Pinterest Lowers Expectations for IPO
Pinterest slightly lowered its expectations for its initial public offering in an amended S-1 this week, pricing shares between $15 and $17. This would bring Pinterest’s total value to between $10 billion and $11.3 billion, lower than its previous aim of $12 billion. As AdExchanger reported, the move could be seen as a sign of scepticism around Pinterest’s core business, but Digital Capital Advisors managing director Elgin Thompson told AdExchanger the lower value is likely a result of the underwriter exercising more caution.
Facebook Launches New Brand Safety Tools
Facebook introduced a new brand safety filter this week for in-stream, Instant Article and Audience Network ad placements. The filter will offer buyers three options – ‘Full Inventory’, where ads will be placed on all eligible content, ‘Standard Inventory’, which excluded “sensitive content”, and ‘Limited Inventory’, which will exclude all “moderate and sensitive content”.
The Week for Agencies
P&G Pledges to Funnel Spend into ‘Civil’ Platforms
P&G’s chief brand officer Marc Pritchard this week said that his company is pushing to direct its ad spend to platforms which are brand safe not only on the content they host, but also on the comments around that content. Speaking at the ANA Media Conference this week, Pritchard called for all media to “handle editorial comments in a way that promotes freedom of expression, but in a way that creates a balanced and constructive discourse”. Pritchard said he’s specifically looking at platforms which moderate their comments sections, and link opinions with real identities.
Accenture Buys Shackleton
After buying creative shop Droga5 last week, consultancy Accenture continued its acquisition streak this week with the purchase of Spanish brand communications agency Shackleton for an undisclosed fee. “The addition of Shackleton proves our commitment to fostering creative talent and expanding our capabilities globally so that we can help our clients build highly creative and effective brand experiences,” said Anatoly Roytman, head of Accenture Interactive in Europe, Africa and Latin America.

[MATERIAL SUPPLIED]

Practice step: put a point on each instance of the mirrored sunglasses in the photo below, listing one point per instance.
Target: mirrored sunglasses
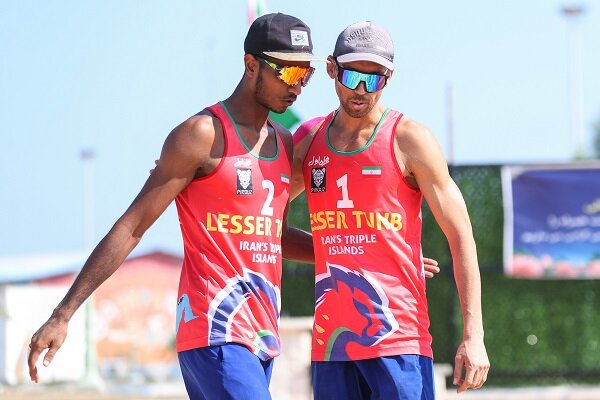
(351, 79)
(291, 74)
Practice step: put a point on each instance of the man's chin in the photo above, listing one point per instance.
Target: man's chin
(279, 110)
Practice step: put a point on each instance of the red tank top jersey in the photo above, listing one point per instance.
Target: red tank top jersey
(366, 222)
(231, 222)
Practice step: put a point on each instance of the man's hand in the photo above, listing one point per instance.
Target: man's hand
(430, 267)
(471, 357)
(50, 336)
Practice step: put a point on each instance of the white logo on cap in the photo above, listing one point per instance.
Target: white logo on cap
(299, 38)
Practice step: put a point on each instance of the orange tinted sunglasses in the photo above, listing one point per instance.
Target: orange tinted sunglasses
(291, 74)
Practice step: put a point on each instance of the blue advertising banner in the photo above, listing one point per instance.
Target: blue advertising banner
(552, 222)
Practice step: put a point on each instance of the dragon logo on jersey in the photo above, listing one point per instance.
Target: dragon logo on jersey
(363, 316)
(244, 181)
(229, 313)
(317, 180)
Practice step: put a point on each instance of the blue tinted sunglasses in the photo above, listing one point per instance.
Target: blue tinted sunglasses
(351, 79)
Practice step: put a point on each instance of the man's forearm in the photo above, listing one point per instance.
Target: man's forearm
(297, 246)
(101, 264)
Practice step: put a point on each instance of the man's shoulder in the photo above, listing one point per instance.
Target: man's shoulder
(308, 127)
(200, 125)
(408, 128)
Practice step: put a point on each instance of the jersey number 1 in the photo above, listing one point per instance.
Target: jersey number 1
(345, 202)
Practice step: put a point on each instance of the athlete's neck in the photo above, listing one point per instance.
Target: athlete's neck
(244, 110)
(343, 122)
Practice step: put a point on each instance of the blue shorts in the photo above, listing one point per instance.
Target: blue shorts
(225, 372)
(405, 377)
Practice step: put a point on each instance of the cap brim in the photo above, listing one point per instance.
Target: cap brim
(366, 57)
(293, 56)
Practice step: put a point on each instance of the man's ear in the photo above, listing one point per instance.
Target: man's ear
(250, 65)
(331, 67)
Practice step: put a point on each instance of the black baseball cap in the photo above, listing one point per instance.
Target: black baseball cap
(280, 36)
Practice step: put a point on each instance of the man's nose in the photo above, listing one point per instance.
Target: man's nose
(361, 88)
(296, 89)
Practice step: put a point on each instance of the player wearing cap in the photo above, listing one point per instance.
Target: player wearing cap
(365, 169)
(228, 169)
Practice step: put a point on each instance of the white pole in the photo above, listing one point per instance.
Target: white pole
(450, 123)
(87, 155)
(573, 14)
(91, 379)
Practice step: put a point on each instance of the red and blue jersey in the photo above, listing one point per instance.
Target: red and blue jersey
(366, 223)
(231, 222)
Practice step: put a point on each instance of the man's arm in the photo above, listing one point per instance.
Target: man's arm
(423, 158)
(186, 150)
(296, 244)
(302, 140)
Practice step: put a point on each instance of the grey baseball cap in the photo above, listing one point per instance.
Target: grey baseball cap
(365, 41)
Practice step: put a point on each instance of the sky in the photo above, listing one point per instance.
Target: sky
(115, 77)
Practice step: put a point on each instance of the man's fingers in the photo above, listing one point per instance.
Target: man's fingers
(31, 360)
(50, 356)
(458, 367)
(430, 261)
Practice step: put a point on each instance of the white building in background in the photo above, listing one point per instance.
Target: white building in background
(25, 306)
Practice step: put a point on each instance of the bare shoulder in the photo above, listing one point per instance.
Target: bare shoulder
(418, 151)
(412, 135)
(286, 137)
(194, 145)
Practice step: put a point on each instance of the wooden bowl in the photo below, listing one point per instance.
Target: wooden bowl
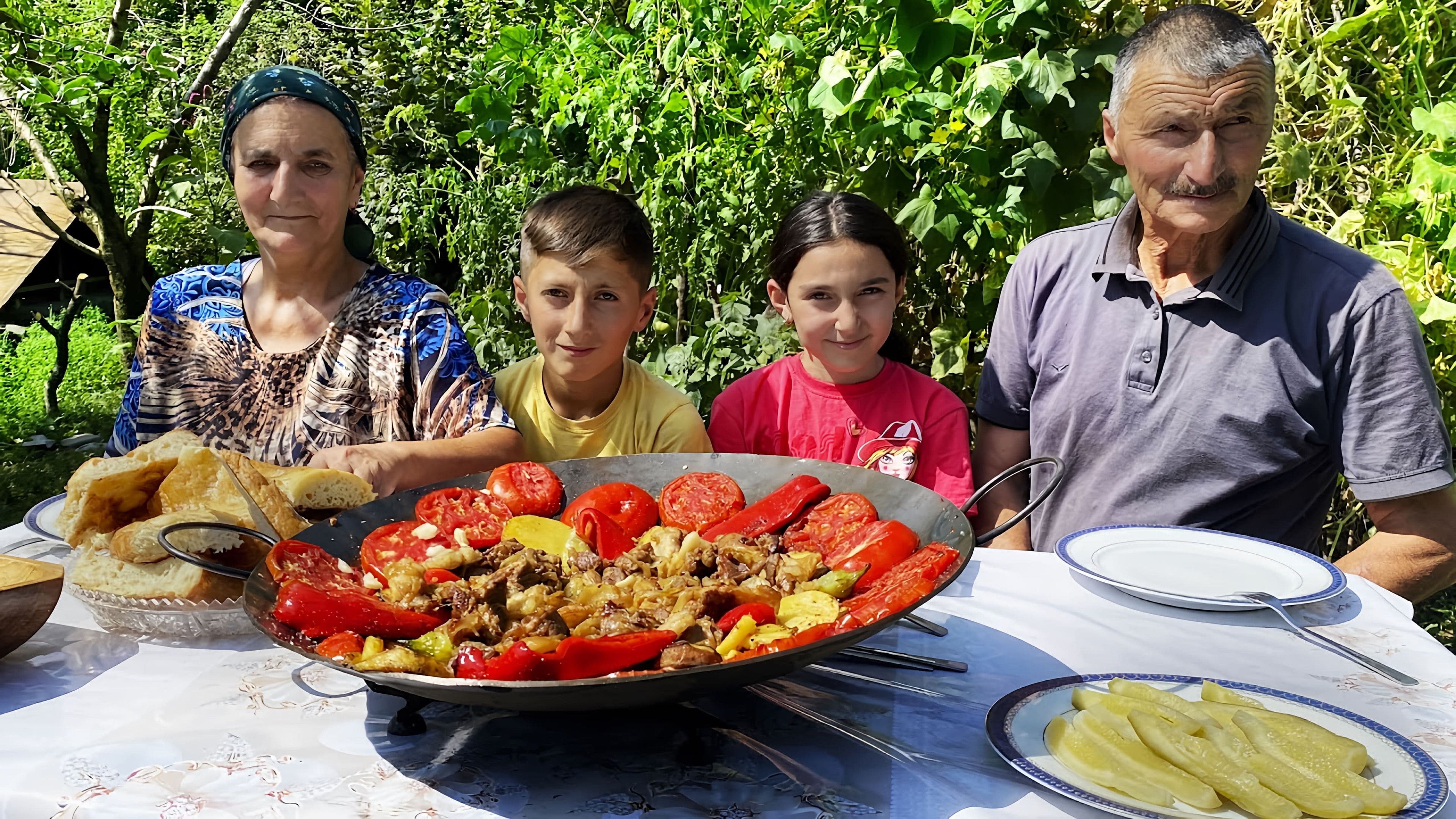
(28, 594)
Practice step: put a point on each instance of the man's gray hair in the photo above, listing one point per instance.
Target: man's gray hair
(1200, 41)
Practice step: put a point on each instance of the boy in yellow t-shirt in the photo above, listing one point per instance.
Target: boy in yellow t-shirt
(586, 288)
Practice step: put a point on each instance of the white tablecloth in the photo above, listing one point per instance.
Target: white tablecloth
(101, 725)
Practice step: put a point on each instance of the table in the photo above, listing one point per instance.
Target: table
(102, 725)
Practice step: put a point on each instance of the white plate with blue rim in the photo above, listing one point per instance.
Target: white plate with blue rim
(1199, 569)
(1017, 725)
(43, 516)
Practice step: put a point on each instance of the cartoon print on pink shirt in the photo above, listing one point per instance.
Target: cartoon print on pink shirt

[DIRECTION 1] From the ad industry news roundup above the listing, set down the passage starting at "The Week for" and ending at "with real identities.".
[DIRECTION 2] In the ad industry news roundup, rewrite the paragraph that begins "Facebook introduced a new brand safety filter" as a brief list that keeps its main facts.
[DIRECTION 3] Extend the ad industry news roundup, which appears before the listing, starting after its final sentence.

[FINAL RESULT 1]
The Week for Agencies
P&G Pledges to Funnel Spend into ‘Civil’ Platforms
P&G’s chief brand officer Marc Pritchard this week said that his company is pushing to direct its ad spend to platforms which are brand safe not only on the content they host, but also on the comments around that content. Speaking at the ANA Media Conference this week, Pritchard called for all media to “handle editorial comments in a way that promotes freedom of expression, but in a way that creates a balanced and constructive discourse”. Pritchard said he’s specifically looking at platforms which moderate their comments sections, and link opinions with real identities.

[FINAL RESULT 2]
Facebook introduced a new brand safety filter this week for in-stream, Instant Article and Audience Network ad placements. Buyers get three options:
- Full Inventory: ads are placed on all eligible content.
- Standard Inventory: excludes "sensitive content."
- Limited Inventory: excludes all "moderate and sensitive content."

[FINAL RESULT 3]
Vodafone Initiates Global Media Buying Account Review
Vodafone has initiated a review of its global media buying account, worth around £400 million according to Campaign, an account which has been held by WPP’s Wavemaker since 2014. Vodafone has been one of the more notable brands to bring a portion of its media buying in-house, after in-housing its biddable digital media less than a year ago. But this agency review is not linked to this in-housing initiative, according to Campaign.
Hires of the Week
Refinery29 Picks George Rogers as Chief Development Officer
Digital media company Refinery29 has appointed George Rogers, formerly chief revenue officer at WPP, as its new chief development officer. Rogers will oversee ad sales, marketing solutions and client services in the role, according to Campaign.
Kantar Hires Reed Cundiff as NA CEO
WPP’s Kantar has appointed Reed Cundiff as its CEO for the North America region, replacing Wayne Levings. Cundiff previously worked as general manager of customer and market research for Microsoft.
Emir Teffaha Confirmed as UK MD for Sublime
Sublime this week announced the appointment of Emir Teffaha to managing director UK, and his new team with Eddie Boyle as commercial director, and Lucy Zakrzewska as head of publishers.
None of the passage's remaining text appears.